▸ **Excerpt**:
--

"The Eighties were an interesting time, you know. There were all sorts of different things going on all over the place in the Eighties. It was full on in the Eighties. There are a lot of kids nowadays that don't listen to today's stuff, and would rather listen to stuff from the Eighties.”

Tony “Doggen” Foster is a musician, recording artist, engineer and anything he can put his vastly talented hands to in the music business. He is most recently known for his involvement in the band Spiritualized. Tony has worked on seven full albums for Julian Cope, and a whole string of session work for other artists all over the world. Considered an elusive character in the music world, especially in his home town of Nottingham where journalists are clamouring to get chat time, Tony is a generous, humble and altogether super nice guy to know. His guitar playing is superb. I was lucky enough to be doing the photos for Jed Southgate’s Deerstock Festival last summer when he and his “All Stars”, including Vince Eager and other select musical folk, rounded the weekend of with a mindblowing set.

Now settled in his hometown with his family, Tony is still forever on the road following his dream and making it reality, mainly on tour with the huge band Spiritualized. I managed to stick my boot in the door when he was daft enough to open it, and he graciously took time out to talk to a privileged Pennyblackmusic...and anyway it was cold outside and we had bought the coffee.

--

▸ **Dataset content**:

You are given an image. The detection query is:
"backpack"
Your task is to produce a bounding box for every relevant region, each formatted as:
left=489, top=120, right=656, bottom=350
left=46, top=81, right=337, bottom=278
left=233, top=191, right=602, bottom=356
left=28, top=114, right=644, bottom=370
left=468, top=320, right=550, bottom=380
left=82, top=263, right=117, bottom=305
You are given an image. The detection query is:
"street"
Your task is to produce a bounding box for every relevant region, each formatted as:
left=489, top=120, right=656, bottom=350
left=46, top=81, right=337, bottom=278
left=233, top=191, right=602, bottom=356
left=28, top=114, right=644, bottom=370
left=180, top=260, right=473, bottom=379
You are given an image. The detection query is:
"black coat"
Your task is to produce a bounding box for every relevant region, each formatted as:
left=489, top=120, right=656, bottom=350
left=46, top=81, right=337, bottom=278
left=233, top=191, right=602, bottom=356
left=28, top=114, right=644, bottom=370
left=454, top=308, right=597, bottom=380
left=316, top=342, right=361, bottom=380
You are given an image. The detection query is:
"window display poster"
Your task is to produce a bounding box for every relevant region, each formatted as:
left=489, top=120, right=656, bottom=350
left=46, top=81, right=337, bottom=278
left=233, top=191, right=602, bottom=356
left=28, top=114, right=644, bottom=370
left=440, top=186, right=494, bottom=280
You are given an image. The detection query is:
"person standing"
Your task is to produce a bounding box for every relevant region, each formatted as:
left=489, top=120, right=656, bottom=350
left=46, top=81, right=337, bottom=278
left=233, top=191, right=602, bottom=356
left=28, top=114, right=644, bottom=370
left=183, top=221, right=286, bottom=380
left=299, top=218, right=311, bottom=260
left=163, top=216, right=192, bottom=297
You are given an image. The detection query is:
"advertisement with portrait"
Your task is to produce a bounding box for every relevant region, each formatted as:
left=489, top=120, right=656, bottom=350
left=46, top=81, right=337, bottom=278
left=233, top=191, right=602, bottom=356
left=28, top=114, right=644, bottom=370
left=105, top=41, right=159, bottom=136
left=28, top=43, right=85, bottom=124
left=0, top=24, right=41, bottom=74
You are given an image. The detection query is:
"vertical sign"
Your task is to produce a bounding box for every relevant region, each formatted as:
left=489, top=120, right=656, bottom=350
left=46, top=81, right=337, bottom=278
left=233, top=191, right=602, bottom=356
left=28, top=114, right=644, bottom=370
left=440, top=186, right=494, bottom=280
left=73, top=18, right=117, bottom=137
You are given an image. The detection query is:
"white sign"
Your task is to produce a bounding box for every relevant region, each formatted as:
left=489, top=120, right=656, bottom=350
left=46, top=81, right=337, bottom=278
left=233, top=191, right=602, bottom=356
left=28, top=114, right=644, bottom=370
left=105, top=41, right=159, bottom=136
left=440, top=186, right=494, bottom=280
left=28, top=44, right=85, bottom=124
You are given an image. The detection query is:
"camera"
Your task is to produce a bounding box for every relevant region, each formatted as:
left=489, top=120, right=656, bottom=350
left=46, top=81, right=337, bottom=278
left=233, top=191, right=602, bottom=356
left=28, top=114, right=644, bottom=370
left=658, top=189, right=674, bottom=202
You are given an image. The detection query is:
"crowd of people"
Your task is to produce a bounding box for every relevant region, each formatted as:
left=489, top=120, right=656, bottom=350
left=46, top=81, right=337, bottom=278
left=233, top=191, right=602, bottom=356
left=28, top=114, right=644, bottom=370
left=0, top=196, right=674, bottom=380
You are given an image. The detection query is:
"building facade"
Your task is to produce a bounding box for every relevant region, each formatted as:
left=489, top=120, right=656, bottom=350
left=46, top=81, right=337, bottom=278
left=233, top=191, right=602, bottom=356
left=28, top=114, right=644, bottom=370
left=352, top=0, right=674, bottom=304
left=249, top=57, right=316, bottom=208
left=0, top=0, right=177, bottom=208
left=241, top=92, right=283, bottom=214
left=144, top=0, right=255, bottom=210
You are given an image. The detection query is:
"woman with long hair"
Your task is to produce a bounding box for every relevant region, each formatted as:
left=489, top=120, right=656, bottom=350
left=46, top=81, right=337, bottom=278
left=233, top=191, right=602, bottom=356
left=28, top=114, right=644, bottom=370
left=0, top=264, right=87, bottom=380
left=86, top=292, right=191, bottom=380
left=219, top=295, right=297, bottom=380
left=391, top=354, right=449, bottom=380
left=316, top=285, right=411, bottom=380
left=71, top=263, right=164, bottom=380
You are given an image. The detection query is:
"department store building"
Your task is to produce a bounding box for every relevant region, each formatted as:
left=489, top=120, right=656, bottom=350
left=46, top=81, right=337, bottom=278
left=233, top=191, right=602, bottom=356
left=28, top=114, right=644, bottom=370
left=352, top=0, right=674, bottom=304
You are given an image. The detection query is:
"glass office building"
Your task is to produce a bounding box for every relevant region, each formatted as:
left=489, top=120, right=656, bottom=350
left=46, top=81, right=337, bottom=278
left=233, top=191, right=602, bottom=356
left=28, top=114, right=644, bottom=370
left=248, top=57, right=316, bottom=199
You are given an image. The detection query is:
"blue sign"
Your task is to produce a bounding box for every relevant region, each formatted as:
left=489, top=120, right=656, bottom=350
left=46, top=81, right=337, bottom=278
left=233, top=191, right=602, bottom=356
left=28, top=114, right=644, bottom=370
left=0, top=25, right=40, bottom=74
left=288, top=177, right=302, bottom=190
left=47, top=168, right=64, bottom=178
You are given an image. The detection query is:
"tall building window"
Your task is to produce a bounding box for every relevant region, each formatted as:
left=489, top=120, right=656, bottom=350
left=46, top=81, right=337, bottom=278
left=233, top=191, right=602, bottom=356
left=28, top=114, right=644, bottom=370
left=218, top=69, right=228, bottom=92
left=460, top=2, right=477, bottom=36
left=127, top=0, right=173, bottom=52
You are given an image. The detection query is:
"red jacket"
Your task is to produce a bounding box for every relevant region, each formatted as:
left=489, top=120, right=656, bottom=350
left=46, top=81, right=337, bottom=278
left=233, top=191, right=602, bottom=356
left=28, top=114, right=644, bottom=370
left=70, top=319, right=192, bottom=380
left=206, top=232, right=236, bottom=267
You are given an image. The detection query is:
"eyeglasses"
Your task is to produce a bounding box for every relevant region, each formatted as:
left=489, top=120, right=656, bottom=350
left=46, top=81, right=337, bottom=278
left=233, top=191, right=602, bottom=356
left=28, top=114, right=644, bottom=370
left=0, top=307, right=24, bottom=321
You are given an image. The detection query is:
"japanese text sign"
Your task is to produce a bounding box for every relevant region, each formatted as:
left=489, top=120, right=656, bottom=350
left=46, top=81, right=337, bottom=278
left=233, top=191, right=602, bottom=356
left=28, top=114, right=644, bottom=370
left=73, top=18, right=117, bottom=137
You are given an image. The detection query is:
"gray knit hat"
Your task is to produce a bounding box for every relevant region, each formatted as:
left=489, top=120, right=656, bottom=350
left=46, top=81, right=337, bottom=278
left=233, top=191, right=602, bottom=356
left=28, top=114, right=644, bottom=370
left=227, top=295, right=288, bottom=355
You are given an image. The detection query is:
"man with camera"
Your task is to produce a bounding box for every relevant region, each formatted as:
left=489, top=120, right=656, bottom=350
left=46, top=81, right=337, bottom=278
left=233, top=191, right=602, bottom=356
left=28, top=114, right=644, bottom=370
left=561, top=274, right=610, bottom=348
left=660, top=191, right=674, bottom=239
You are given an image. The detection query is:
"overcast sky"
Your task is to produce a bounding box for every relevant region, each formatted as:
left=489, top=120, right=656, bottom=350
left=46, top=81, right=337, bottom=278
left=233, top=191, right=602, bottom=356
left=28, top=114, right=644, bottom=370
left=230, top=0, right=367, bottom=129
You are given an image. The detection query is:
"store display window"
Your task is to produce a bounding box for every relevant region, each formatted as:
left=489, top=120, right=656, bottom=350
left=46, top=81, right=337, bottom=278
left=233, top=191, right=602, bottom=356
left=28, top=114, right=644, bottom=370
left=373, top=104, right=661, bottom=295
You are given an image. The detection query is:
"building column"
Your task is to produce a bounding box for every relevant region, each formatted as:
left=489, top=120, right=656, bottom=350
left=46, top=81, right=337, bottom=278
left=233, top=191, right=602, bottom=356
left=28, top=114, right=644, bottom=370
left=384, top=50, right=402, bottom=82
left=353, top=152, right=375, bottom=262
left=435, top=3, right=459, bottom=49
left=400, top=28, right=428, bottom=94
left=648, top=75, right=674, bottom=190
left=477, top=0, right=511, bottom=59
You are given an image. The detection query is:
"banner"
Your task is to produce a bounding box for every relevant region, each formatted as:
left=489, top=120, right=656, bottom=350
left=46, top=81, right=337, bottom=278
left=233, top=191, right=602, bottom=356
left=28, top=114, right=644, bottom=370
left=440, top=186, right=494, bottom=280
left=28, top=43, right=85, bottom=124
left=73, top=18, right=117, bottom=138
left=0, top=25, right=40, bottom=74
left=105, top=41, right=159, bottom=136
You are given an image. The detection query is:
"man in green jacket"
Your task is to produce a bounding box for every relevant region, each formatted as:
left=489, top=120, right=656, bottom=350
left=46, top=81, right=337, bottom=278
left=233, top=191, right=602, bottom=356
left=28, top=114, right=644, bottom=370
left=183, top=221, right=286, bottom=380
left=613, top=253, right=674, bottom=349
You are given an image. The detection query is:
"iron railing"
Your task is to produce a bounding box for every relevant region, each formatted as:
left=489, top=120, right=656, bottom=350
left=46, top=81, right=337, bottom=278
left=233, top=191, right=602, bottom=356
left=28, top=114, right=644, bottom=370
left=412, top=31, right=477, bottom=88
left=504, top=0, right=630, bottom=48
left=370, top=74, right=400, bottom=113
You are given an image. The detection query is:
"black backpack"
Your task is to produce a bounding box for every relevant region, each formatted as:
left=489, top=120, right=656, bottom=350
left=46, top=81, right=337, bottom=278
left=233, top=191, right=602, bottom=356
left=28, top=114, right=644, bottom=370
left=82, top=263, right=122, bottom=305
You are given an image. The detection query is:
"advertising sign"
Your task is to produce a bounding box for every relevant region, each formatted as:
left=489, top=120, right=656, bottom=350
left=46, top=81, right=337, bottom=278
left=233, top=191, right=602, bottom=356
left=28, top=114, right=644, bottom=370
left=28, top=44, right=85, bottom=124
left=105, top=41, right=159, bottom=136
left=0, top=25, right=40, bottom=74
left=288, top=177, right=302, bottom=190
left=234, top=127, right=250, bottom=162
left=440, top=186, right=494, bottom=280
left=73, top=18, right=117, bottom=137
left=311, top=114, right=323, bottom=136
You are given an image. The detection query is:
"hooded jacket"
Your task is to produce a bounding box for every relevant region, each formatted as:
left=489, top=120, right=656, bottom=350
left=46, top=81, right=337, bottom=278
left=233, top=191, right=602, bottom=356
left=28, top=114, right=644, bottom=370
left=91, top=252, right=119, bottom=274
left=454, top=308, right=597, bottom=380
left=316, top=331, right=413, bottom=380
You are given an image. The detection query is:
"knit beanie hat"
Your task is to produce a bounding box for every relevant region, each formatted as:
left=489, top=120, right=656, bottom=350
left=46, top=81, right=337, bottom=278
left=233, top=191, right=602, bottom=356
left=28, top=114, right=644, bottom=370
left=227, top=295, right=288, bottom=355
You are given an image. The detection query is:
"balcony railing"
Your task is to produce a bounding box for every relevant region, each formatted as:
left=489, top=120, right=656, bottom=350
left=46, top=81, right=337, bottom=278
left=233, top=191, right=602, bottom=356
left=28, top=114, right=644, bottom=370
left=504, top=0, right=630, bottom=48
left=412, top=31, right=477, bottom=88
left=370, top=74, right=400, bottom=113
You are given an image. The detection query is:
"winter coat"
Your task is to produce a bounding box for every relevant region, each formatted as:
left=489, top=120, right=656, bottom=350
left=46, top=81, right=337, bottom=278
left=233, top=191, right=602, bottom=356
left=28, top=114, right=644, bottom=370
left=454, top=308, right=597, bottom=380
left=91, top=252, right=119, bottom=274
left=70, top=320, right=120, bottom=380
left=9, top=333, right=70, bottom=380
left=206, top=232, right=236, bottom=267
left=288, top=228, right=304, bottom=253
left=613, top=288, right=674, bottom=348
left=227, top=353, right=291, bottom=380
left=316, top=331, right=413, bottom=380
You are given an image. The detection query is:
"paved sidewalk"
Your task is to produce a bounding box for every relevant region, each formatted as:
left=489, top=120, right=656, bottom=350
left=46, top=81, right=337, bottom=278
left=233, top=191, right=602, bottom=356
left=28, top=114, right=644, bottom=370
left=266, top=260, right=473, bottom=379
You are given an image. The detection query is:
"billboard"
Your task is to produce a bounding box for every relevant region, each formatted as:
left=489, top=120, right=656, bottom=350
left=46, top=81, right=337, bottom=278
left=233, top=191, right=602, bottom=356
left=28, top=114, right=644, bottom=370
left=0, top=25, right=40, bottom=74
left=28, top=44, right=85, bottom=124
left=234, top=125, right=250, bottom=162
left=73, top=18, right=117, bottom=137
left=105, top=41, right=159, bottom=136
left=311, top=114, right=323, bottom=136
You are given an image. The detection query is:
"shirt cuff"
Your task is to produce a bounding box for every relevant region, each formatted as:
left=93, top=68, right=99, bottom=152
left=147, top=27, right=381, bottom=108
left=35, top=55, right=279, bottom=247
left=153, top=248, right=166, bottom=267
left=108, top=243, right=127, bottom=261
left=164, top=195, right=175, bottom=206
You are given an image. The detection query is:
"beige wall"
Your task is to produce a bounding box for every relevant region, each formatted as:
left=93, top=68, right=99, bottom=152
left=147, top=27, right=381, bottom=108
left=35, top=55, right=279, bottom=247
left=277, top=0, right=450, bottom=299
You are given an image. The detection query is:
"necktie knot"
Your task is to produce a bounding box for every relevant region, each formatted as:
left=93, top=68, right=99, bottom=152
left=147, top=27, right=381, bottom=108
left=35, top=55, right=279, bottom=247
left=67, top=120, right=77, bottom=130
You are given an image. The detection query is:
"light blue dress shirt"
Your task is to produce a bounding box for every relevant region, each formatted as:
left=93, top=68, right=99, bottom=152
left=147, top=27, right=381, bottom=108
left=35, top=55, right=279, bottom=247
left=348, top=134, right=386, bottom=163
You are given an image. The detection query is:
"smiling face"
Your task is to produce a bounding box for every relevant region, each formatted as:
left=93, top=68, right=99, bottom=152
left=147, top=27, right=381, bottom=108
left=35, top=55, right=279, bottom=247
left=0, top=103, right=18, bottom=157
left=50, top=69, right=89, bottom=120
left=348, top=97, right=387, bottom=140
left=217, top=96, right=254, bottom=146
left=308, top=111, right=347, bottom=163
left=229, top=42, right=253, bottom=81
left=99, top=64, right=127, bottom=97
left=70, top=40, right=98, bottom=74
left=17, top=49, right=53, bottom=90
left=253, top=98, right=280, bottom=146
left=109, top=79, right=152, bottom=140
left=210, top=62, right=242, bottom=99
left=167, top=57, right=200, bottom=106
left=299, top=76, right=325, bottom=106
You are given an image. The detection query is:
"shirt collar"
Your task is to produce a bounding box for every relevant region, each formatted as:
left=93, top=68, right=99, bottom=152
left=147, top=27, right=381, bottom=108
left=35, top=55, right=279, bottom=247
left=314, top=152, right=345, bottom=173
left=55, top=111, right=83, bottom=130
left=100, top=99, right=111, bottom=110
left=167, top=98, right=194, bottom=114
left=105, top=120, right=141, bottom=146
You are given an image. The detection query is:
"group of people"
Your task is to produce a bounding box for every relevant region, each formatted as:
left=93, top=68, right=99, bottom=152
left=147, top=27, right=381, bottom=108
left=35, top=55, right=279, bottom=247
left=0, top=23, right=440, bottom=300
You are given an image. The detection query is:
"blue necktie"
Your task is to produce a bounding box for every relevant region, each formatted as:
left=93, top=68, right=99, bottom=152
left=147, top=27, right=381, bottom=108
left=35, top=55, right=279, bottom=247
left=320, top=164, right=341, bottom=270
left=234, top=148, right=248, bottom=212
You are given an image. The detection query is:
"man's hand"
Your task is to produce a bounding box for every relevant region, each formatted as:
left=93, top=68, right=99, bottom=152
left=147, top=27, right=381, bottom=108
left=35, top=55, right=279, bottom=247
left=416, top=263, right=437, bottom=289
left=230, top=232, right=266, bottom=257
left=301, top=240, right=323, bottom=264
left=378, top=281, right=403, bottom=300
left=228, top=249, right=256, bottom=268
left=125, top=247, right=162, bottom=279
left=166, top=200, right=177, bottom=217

--

▸ **Short exercise 1**:
Answer these about the Tony Foster profile:
(a) How many full albums has Tony worked on for Julian Cope?
(b) What is the name of his home town?
(c) With which band is he mainly on tour?
▸ **Short exercise 2**:
Would you transcribe the Tony Foster profile, beginning at the words "Now settled in" and stopping after "bought the coffee."?
The lines that come after the Tony Foster profile are separate material and have nothing to do with it.

▸ **Answer 1**:
(a) Seven
(b) Nottingham
(c) Spiritualized

▸ **Answer 2**:
Now settled in his hometown with his family, Tony is still forever on the road following his dream and making it reality, mainly on tour with the huge band Spiritualized. I managed to stick my boot in the door when he was daft enough to open it, and he graciously took time out to talk to a privileged Pennyblackmusic...and anyway it was cold outside and we had bought the coffee.